| Requirement |
Return the line containing "of the large" and all lines after it exactly; stop at the end of the material.

| Exercise data |
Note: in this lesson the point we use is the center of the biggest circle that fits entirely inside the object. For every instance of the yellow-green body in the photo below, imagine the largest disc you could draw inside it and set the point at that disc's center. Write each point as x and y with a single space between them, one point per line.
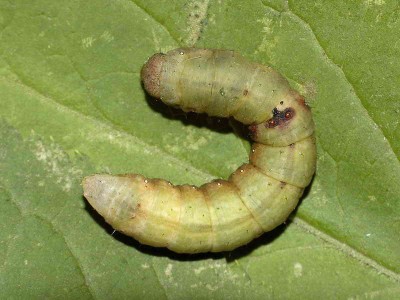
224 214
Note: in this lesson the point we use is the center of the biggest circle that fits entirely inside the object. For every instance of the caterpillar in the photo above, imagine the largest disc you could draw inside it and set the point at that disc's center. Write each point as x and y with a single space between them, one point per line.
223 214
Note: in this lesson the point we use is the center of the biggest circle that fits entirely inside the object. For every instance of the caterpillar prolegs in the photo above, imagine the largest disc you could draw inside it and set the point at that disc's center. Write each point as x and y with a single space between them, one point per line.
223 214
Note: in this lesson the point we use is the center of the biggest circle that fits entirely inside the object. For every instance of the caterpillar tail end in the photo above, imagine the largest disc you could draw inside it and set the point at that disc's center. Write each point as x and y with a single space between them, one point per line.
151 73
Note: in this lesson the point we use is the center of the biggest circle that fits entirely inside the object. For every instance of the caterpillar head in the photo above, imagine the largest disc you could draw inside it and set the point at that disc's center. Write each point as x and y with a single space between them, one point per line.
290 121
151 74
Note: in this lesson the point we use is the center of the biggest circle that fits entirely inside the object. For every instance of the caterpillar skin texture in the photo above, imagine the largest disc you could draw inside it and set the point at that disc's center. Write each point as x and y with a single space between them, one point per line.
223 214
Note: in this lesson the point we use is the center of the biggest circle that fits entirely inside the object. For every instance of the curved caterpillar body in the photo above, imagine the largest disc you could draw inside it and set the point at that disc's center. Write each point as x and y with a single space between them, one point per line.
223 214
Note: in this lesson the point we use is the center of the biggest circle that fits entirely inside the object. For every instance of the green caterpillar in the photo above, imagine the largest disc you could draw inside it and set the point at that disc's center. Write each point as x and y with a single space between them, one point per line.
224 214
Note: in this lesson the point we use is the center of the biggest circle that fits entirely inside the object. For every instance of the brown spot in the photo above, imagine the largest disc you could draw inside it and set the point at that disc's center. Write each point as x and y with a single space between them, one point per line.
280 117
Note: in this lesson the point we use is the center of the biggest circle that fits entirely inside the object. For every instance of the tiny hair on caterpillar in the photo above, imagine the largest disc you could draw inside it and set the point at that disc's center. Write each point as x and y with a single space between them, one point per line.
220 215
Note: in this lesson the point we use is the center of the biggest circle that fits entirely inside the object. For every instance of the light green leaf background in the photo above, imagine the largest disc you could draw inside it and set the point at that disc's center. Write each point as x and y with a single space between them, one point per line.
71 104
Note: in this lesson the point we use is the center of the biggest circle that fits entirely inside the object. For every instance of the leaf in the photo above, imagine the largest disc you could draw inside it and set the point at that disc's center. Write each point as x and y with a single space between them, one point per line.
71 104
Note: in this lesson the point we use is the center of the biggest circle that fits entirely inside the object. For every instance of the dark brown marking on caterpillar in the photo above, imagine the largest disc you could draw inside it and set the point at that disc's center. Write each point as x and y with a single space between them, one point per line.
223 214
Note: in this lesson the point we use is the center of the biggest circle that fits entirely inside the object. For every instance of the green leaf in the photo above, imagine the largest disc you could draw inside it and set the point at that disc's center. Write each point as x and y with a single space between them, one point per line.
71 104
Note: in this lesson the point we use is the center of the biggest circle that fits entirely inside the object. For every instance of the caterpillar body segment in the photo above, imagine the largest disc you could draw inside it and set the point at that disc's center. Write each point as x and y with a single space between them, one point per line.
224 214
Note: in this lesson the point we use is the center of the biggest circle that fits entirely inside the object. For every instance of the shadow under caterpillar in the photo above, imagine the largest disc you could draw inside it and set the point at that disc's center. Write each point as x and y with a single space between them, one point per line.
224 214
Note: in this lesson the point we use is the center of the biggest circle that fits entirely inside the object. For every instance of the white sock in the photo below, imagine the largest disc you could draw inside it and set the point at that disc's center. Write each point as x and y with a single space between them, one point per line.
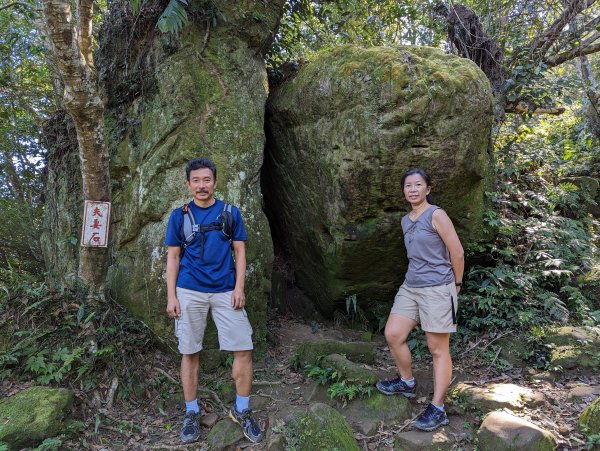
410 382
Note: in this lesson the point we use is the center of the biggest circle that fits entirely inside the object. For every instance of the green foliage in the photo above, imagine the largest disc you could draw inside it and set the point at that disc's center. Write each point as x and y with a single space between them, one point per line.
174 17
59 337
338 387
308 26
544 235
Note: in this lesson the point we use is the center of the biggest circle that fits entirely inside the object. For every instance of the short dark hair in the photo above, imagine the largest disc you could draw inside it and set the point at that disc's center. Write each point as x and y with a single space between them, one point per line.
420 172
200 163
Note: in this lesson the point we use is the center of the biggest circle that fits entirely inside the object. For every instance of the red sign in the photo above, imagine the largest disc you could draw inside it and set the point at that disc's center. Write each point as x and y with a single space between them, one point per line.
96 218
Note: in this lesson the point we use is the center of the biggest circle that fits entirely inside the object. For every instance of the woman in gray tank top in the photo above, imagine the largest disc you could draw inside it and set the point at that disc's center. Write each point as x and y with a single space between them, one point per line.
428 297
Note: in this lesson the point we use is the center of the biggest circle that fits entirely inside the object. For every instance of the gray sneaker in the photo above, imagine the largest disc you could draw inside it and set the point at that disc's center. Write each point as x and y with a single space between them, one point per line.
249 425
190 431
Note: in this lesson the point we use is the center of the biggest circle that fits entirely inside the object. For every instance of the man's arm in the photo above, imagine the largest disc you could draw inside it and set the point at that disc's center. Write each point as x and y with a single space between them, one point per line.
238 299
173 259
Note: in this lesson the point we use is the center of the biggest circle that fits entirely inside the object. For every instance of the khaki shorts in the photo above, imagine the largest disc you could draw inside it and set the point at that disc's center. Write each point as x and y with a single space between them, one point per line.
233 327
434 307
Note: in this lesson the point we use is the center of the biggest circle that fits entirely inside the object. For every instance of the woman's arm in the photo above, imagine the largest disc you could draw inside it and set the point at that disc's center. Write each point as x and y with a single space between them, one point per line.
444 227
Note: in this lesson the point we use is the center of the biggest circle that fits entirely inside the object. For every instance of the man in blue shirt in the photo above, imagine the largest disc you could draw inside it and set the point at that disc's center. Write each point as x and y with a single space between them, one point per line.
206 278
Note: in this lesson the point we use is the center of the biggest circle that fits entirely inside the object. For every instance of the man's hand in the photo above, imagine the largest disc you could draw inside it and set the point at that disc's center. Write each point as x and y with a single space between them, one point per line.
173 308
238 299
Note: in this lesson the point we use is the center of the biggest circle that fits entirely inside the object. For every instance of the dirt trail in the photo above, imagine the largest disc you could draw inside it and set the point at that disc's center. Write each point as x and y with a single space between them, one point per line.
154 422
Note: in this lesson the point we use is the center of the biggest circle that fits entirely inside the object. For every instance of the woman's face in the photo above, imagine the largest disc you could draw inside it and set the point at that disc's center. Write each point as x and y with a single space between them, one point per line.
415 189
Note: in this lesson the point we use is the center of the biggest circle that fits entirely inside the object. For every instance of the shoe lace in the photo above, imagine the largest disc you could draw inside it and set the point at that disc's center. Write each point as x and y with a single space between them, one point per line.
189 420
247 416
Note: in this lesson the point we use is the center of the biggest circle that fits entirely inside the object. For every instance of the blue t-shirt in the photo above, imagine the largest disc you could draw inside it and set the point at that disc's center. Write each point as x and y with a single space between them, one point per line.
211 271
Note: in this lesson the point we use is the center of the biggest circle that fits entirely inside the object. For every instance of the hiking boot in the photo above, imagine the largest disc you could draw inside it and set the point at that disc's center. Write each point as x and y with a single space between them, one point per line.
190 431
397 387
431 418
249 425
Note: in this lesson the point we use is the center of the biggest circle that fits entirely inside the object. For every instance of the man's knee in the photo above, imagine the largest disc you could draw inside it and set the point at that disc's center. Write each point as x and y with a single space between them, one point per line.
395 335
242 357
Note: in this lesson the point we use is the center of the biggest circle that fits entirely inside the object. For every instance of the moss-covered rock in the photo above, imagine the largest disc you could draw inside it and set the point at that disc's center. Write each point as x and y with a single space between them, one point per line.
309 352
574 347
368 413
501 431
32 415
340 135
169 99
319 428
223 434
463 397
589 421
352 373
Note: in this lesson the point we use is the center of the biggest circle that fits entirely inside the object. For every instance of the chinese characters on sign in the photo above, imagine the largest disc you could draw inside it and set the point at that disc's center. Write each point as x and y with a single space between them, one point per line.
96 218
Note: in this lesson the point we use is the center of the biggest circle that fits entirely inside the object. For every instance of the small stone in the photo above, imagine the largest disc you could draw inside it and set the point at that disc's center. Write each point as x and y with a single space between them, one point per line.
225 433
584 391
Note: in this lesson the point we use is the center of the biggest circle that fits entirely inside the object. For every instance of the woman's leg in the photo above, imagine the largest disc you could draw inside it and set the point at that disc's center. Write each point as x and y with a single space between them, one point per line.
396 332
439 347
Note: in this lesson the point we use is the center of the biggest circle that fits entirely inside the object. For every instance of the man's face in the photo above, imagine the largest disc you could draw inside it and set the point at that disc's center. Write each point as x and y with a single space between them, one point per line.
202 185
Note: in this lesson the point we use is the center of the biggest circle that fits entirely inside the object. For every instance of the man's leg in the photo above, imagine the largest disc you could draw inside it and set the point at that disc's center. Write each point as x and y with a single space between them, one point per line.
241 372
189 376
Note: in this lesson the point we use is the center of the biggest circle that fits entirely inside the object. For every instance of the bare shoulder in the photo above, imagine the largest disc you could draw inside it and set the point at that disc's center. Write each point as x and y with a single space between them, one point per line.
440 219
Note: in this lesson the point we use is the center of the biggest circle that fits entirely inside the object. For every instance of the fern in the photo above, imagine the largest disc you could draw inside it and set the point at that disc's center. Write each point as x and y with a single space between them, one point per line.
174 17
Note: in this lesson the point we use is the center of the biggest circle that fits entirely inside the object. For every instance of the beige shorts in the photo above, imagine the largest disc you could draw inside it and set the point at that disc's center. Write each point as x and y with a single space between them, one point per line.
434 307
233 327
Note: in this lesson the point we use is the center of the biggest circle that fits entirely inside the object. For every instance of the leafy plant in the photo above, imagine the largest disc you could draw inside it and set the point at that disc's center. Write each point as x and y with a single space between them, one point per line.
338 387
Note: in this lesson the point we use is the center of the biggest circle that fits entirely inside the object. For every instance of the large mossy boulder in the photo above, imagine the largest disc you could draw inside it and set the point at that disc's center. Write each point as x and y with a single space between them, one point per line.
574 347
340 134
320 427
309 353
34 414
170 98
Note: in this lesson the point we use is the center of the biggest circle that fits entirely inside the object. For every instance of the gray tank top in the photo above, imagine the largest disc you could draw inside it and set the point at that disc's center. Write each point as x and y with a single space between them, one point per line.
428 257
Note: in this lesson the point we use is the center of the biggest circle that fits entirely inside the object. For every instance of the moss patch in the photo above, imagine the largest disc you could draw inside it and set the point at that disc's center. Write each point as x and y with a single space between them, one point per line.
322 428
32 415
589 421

| Output |
Note: in this lesson the point we use is the center of the biggest circle that fits entirely inside the object. For every instance of the large mossy boulder in the photo above, imagine the largest disc you could draw inside it and set the point at that disc's center. Write each point as x and y with a single space between them, one point per line.
574 347
340 134
320 427
309 353
34 414
170 98
Note: in this lesson the point we use is the center of the biggest circle that fits entirely inside the object. For every instance of the gray tank top in the photo above, imagine the largest disc you could draw inside it and set the point at that disc's center. Write each point as x and y with a single space between them, one point per line.
428 257
Note: in this lesson the point we use is the center of the biggest circle that fits entirely inside the object. For every instance of the moss patch in the photo above, imagine the largest disc you could draw inside it and set the point at that disc's center. Write each point as x and y with a single space between them, one point per line.
322 428
32 415
589 421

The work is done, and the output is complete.